| Collected data |
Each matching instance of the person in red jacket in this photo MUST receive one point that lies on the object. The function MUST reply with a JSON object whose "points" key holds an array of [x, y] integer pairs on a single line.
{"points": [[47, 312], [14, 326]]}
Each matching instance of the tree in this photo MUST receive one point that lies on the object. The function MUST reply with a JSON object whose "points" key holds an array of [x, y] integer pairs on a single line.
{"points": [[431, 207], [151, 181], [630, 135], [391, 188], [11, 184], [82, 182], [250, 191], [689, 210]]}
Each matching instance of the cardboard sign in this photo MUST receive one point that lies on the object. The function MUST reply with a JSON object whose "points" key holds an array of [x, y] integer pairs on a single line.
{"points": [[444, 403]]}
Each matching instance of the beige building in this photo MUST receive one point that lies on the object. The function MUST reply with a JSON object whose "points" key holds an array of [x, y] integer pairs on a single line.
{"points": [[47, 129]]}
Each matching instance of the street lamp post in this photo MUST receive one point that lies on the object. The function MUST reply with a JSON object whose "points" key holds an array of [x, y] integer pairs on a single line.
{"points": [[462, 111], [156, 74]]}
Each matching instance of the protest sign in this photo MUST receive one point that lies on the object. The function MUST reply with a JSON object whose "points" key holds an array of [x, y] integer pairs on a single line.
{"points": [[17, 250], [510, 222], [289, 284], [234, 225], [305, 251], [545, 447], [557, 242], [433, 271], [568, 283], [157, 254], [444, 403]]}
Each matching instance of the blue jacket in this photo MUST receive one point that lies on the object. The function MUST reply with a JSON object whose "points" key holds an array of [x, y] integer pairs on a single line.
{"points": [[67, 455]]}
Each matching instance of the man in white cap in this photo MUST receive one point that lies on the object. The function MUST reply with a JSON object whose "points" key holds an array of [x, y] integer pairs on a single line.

| INSTRUCTIONS FOR THE TASK |
The data are to be transcribed in full, exactly as given.

| RESULT |
Each matching instance of the person in red jacket in this photo MUST receive one point that lies on the object. The function MUST reply with a JSON object whose "points" key holds an array of [x, y] integer pairs on a single line.
{"points": [[47, 312], [14, 326]]}
Each matching instance of the tree in this photo MUST receive one point that lies on the object. The function MUST reply with a JSON object whose "points" key holds an array of [x, y] integer pairs on a single line.
{"points": [[431, 207], [151, 181], [630, 135], [391, 188], [11, 184], [82, 182], [250, 191], [689, 210]]}
Each matching instance of the cardboard sign in this photo MUST receive one point that lies on the object. The function MUST reply with a JSON object whose "points" key holds an array of [x, y] integer pairs on a single line.
{"points": [[444, 403]]}
Each matching instance of the beige building in this photo MUST receive one point that lies on the object. The function MUST reply with a JSON object whose "points" key holds an array of [x, y] integer pairs on a single line.
{"points": [[47, 129]]}
Each matching instance of the street lamp post in this photo MUST receive one point that lies on the object. The function MUST reply with a JSON object whose "points" key holds an array of [x, y] integer pairs on a single line.
{"points": [[462, 111], [156, 74]]}
Each matching instance of the protest sign in this photo MUST receive one point that lies on the object. The function MUST reply with a JSON object whose "points" key holds an array of [x, y] integer pairs on a single line.
{"points": [[17, 250], [510, 222], [289, 284], [234, 225], [305, 251], [545, 447], [557, 242], [433, 271], [568, 283], [157, 254], [444, 403]]}
Each matching instance of the blue jacket in this photo MUST receive one point that lies on the object. The function MUST reply with a JSON object whose "points" key holds an array of [x, y] integer pairs on a single line.
{"points": [[67, 455]]}
Each matching instance of the man in white cap in this photo MUST receive one point that lies on the object. The function MUST reply with a JSON object whose "points" key holds an array of [x, y] integer pairs on a single line.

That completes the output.